The Soil: A mixture of schist and clay characterize Château Léoube soils.  The proximity of the sea, the daily sea breeze and cool nights are all factors that provide an ideal climate for growing grapes.  A particular situation that contributes to making wine out of common.

Varietal Blend: Grenache 40%, Cinsault 40%, Cabernet Sauvignon 20%

Vinification: To obtain a perfect sorting, harvesting is manual only.  The grapes are transported directly to the winery where they are pressed directly.  The juice extraction is slow and delicate.  Fermentations, alcoholic and malolactic are made in stainless steel tanks.  The bottling takes place in the spring after clarification.

Tasting Notes: The colour is delicate, clear and bright.  The nose offers a bouquet of subtle flavors.  The palate is elegant and full.

PROBLEM A |
List every grape variety named in the wine description, with its percentage.

(Position annotation records)

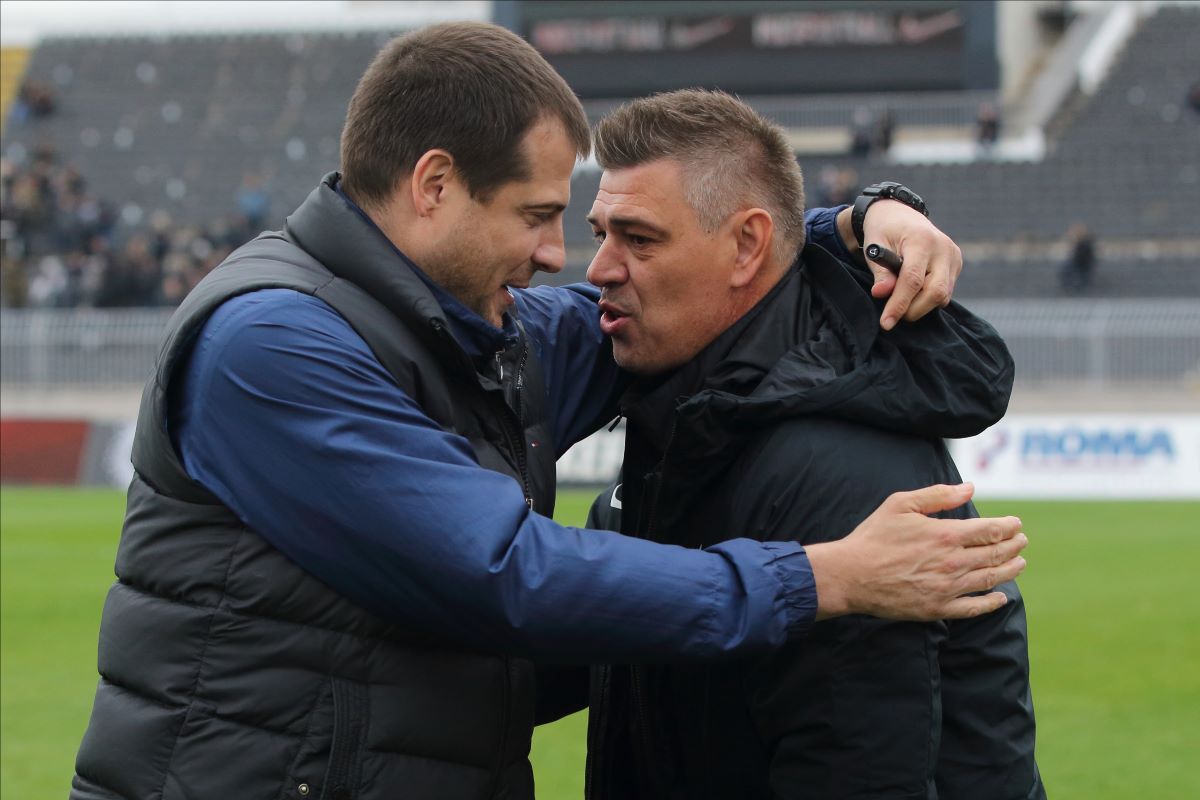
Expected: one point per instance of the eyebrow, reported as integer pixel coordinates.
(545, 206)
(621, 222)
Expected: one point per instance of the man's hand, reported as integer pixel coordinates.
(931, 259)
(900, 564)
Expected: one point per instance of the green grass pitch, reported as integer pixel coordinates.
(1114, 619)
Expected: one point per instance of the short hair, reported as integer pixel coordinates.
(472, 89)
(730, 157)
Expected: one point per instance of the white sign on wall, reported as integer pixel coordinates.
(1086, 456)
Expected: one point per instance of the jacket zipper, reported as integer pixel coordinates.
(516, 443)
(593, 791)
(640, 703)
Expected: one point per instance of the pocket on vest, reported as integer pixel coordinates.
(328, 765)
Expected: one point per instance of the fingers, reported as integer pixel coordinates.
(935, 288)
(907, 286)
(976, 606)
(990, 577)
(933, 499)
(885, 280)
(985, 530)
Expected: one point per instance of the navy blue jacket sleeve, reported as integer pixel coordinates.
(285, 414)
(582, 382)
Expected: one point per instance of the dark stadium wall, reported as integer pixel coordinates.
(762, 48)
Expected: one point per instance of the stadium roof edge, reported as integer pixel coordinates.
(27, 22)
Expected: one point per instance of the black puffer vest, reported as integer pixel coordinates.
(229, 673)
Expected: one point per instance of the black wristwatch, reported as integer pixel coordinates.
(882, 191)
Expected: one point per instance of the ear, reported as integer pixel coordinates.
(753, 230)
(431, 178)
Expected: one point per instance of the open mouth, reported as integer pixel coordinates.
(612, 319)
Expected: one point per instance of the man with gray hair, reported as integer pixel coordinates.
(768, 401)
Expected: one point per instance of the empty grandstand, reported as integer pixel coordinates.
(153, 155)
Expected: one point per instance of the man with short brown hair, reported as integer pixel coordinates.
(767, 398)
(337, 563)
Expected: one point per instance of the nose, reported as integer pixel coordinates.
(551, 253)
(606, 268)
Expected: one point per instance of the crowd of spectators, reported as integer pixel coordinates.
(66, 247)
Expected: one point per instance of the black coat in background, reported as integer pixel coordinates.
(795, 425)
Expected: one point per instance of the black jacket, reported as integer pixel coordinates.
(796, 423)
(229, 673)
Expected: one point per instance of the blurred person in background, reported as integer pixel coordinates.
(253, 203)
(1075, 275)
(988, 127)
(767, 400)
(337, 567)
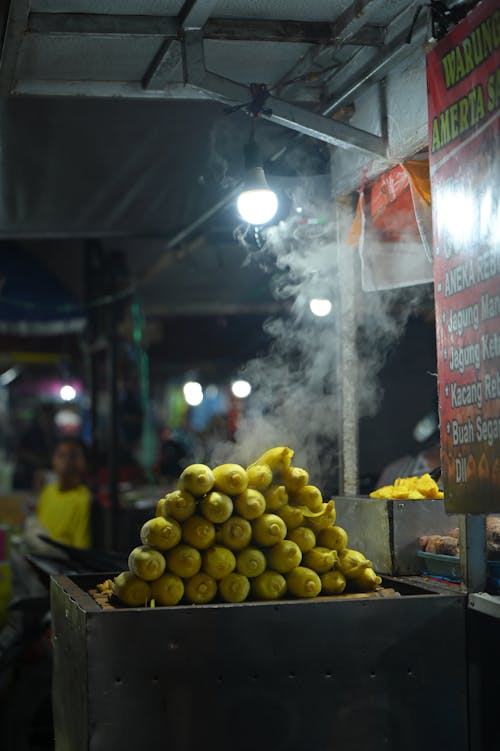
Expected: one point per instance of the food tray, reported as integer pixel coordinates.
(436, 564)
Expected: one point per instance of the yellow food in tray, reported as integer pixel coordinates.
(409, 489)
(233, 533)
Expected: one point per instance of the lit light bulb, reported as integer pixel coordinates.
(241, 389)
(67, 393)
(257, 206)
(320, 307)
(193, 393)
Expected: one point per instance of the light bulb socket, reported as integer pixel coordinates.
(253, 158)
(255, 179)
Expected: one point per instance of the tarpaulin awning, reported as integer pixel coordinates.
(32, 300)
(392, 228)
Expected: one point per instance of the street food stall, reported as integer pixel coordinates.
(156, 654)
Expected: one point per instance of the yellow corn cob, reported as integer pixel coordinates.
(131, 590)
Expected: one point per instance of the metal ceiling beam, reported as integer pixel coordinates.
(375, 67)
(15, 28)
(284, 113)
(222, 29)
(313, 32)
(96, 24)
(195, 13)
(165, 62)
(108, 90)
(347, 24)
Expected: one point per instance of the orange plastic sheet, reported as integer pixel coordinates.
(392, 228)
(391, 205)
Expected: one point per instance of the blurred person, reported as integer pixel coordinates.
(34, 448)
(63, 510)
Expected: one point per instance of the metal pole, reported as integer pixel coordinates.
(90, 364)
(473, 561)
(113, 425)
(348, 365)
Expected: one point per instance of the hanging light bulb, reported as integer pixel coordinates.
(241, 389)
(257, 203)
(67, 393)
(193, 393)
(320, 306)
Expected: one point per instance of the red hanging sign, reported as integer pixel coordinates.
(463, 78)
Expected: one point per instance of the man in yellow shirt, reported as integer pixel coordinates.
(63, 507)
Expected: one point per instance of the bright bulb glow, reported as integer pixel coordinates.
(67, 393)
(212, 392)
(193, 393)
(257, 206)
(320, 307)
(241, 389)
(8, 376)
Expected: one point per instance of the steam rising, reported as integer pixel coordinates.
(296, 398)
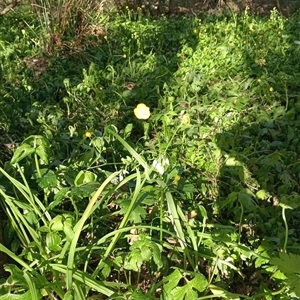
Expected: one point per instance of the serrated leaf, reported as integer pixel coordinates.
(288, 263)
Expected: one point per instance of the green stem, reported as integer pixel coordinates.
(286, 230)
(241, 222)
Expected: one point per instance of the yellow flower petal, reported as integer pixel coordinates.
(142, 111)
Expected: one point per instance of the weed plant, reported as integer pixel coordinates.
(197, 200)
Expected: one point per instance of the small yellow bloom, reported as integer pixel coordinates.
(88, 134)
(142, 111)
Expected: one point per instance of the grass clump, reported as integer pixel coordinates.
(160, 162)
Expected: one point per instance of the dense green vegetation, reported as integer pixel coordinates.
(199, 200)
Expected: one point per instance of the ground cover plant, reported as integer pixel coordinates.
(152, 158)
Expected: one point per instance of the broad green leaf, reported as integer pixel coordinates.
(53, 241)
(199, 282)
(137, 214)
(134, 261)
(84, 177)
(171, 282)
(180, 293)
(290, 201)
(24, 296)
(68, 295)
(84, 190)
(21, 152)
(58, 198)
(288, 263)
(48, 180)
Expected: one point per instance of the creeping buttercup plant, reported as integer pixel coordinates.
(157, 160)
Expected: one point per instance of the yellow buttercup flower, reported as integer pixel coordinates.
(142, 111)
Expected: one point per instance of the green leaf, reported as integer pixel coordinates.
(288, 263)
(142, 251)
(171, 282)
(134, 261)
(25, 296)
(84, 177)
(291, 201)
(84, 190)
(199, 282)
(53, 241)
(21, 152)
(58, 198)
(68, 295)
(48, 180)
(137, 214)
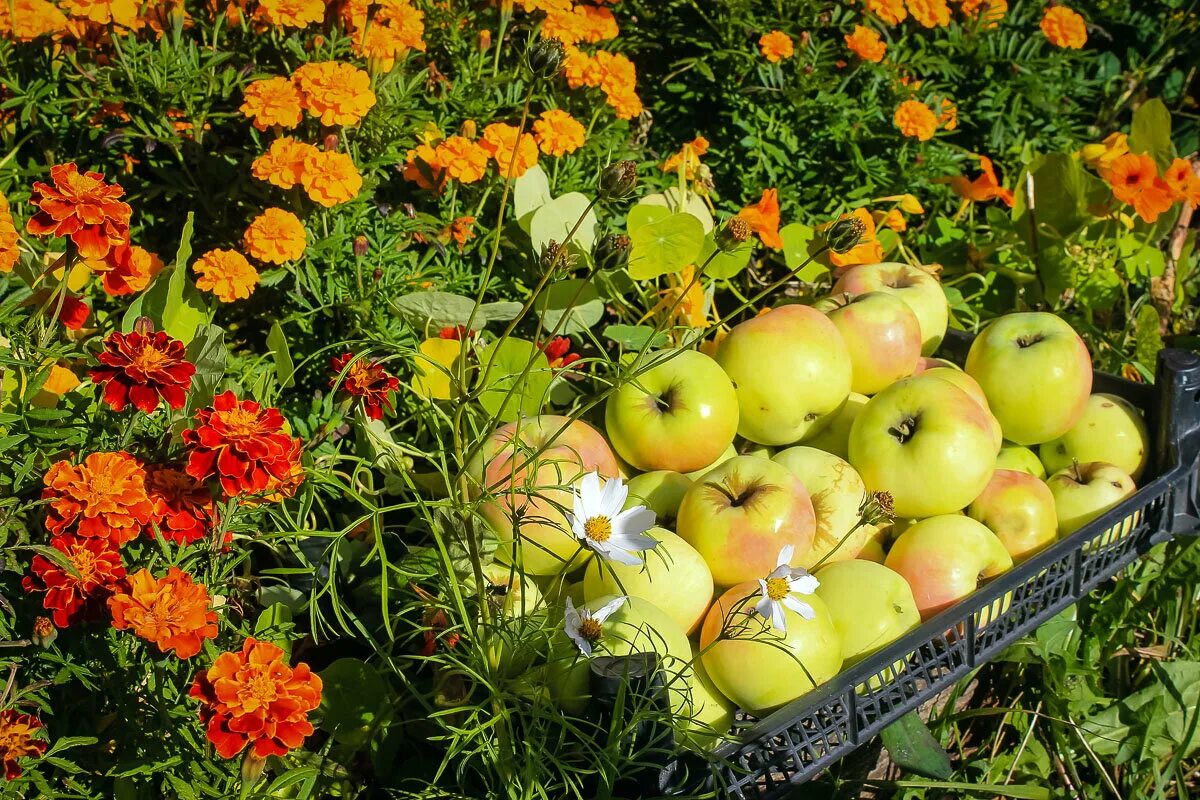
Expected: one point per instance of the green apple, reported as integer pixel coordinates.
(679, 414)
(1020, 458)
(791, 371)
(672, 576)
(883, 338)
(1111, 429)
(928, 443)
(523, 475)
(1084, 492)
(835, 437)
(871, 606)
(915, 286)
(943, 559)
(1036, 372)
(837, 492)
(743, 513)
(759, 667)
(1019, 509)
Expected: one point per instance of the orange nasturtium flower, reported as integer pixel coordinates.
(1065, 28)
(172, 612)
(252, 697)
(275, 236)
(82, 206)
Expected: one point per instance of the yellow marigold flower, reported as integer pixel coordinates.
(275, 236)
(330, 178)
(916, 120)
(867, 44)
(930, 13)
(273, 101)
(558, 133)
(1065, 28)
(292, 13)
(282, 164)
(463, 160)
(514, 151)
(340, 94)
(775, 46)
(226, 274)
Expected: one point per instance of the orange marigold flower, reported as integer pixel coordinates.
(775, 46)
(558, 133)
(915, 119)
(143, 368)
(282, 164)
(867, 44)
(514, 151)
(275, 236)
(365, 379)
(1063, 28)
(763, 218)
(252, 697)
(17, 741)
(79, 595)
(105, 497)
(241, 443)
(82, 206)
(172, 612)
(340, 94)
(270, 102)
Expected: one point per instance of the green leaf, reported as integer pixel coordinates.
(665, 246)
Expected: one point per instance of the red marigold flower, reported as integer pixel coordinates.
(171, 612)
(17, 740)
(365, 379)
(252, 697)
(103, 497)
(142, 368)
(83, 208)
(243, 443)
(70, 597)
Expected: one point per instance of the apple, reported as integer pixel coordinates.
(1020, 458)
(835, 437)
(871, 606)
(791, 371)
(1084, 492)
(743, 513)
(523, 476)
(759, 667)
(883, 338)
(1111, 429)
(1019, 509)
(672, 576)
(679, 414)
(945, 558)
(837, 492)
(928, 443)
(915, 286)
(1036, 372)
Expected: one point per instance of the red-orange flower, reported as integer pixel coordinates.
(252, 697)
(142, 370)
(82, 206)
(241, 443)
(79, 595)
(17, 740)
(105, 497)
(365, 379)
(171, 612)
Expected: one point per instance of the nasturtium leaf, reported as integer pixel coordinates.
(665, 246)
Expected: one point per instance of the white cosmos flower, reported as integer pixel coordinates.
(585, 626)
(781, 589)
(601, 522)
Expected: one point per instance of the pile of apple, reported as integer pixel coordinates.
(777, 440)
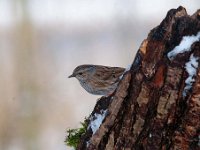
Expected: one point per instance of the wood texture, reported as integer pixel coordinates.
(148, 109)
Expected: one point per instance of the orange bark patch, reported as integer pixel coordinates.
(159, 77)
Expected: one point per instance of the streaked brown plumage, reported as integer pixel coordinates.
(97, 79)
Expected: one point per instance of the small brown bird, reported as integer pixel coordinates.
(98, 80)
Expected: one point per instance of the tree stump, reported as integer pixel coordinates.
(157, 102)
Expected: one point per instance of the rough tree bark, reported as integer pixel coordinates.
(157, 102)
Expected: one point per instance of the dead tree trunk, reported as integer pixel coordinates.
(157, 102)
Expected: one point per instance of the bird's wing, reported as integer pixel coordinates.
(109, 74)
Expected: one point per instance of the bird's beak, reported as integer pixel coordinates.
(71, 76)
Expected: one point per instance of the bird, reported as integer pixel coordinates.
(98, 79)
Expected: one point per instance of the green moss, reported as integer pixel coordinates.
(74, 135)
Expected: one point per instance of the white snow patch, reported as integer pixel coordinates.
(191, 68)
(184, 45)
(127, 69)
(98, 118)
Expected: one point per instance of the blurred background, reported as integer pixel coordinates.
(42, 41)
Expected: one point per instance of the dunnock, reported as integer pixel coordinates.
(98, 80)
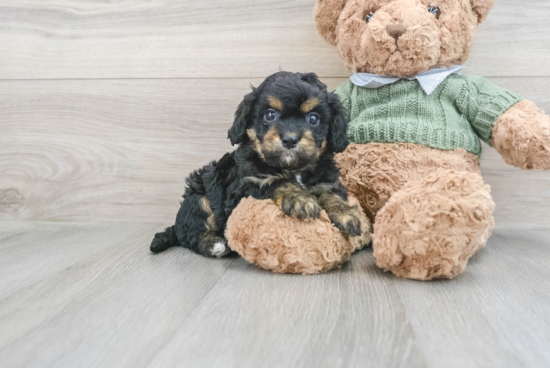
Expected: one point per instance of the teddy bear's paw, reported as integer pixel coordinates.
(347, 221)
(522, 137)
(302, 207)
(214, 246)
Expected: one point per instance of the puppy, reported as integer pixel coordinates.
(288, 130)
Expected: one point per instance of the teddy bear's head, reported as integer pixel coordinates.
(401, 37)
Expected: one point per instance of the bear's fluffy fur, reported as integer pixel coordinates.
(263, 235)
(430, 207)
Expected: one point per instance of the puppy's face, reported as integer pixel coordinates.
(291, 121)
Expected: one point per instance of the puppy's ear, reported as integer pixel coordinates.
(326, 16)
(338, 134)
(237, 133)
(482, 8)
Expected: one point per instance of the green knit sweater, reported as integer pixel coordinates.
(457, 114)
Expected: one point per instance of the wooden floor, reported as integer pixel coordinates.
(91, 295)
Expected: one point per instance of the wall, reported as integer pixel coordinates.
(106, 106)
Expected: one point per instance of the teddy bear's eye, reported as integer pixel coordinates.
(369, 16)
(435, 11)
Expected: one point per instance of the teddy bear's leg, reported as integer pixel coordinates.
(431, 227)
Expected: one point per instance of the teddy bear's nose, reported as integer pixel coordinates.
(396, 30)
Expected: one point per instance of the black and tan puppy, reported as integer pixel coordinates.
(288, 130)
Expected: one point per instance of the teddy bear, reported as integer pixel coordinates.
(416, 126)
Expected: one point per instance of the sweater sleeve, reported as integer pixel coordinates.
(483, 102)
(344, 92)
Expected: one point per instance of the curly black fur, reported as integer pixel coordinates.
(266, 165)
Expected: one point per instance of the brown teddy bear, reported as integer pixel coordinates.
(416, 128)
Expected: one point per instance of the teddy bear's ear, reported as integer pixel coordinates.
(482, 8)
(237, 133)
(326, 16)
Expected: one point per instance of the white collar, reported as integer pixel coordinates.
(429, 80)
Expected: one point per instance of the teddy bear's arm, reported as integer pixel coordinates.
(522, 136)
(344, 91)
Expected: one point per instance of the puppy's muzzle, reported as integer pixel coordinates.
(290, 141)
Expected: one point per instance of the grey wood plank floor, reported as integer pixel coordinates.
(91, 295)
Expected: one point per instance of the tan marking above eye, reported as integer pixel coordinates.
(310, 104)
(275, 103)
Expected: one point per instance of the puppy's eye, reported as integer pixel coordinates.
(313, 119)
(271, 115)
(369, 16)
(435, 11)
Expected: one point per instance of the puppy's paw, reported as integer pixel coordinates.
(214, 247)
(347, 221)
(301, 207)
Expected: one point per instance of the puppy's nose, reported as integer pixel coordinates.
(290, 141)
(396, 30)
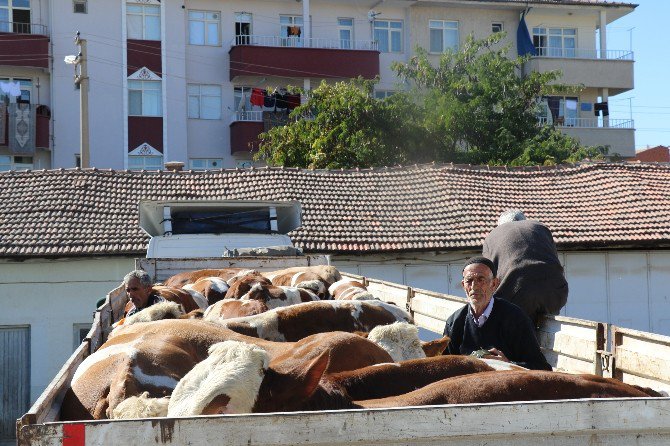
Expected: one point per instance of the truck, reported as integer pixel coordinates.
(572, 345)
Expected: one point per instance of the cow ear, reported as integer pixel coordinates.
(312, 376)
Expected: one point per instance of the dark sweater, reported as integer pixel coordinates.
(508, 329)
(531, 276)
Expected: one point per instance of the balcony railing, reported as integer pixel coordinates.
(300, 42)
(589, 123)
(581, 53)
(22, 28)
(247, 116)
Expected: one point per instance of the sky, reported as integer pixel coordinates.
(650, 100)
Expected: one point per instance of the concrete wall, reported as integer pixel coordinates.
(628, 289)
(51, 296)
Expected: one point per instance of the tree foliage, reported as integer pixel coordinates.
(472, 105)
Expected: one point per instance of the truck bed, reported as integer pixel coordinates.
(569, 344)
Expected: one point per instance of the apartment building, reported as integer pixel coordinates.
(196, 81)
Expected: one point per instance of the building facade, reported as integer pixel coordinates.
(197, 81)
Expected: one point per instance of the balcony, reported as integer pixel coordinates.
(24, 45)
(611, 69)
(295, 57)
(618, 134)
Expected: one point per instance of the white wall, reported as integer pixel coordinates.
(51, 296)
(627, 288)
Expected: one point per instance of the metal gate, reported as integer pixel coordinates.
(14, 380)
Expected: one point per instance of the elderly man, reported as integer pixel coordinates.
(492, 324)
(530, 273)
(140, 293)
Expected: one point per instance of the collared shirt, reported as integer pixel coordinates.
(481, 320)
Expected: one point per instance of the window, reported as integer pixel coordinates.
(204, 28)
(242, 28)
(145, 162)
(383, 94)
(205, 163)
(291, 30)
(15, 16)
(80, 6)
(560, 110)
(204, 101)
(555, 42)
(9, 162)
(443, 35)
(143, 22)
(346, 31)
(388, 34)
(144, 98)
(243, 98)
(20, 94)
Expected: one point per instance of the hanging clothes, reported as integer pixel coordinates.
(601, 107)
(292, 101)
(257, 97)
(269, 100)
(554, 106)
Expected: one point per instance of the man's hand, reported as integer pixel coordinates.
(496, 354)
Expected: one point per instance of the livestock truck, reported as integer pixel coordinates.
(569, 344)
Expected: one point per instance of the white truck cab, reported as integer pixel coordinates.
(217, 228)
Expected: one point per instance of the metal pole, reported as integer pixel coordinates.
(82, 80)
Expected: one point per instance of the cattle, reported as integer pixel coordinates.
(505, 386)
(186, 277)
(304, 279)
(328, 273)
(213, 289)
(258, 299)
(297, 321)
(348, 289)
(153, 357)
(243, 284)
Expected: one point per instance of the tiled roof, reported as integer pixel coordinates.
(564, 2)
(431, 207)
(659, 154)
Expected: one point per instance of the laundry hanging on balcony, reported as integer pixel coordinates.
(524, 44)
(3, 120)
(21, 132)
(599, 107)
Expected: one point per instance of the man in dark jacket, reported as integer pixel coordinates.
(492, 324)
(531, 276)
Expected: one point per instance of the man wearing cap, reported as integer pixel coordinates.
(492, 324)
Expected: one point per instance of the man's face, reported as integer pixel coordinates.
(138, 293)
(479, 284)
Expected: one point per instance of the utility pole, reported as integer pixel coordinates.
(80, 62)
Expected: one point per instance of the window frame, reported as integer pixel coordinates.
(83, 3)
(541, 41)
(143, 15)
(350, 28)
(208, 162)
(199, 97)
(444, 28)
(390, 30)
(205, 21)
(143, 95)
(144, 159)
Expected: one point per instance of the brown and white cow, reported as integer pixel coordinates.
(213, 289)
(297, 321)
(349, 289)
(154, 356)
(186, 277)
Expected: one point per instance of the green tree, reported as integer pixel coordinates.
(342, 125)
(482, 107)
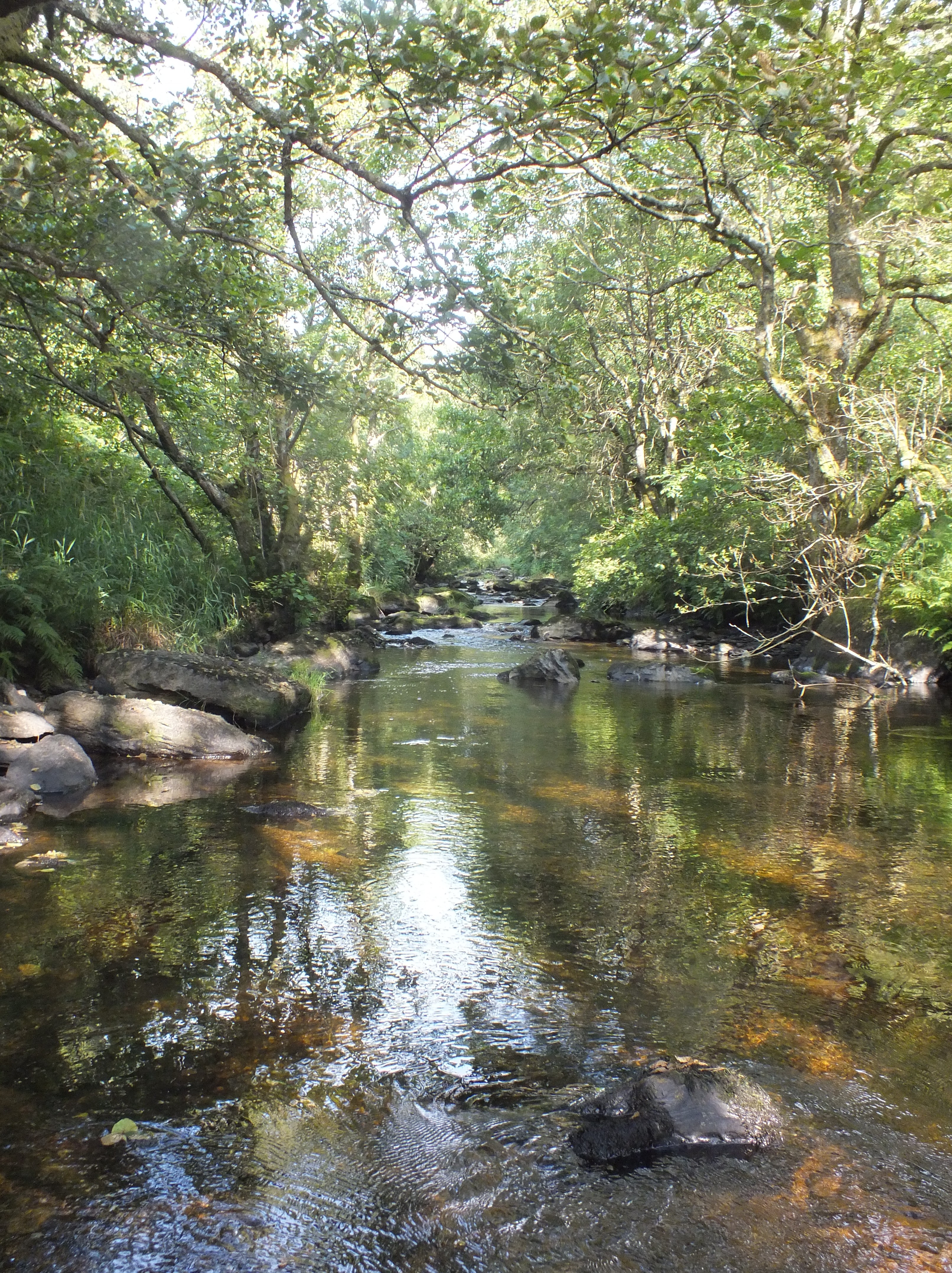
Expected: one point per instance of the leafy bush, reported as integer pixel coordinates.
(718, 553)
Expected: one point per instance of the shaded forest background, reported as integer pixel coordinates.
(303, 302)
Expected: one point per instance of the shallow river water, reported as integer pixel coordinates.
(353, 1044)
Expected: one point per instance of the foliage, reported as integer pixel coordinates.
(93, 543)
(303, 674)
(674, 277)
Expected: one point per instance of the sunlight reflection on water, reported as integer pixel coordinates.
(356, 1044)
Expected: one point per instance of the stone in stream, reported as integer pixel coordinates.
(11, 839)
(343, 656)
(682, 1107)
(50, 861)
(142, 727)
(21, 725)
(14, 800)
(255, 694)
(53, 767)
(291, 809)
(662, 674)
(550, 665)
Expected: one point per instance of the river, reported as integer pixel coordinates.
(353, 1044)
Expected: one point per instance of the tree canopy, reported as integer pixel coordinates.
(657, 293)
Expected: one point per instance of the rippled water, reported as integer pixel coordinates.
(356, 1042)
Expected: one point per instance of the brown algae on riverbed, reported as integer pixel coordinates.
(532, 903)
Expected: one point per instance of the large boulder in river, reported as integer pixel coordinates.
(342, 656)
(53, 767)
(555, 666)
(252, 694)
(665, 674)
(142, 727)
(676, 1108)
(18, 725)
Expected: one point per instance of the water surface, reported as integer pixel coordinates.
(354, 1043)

PROBLEM B |
Filter the records down to every line that holds the word "sweater", and copy those lines.

RESPONSE A |
Grenache 40%, Cinsault 40%, Cabernet Sauvignon 20%

RESPONSE B |
Expected: one point per instance of the green knit sweater, reported as integer pixel coordinates.
Expected: one point per instance of the sweater sleeve, reported as integer pixel coordinates.
Expected: one point per instance of the dark sweater, reported as integer pixel coordinates.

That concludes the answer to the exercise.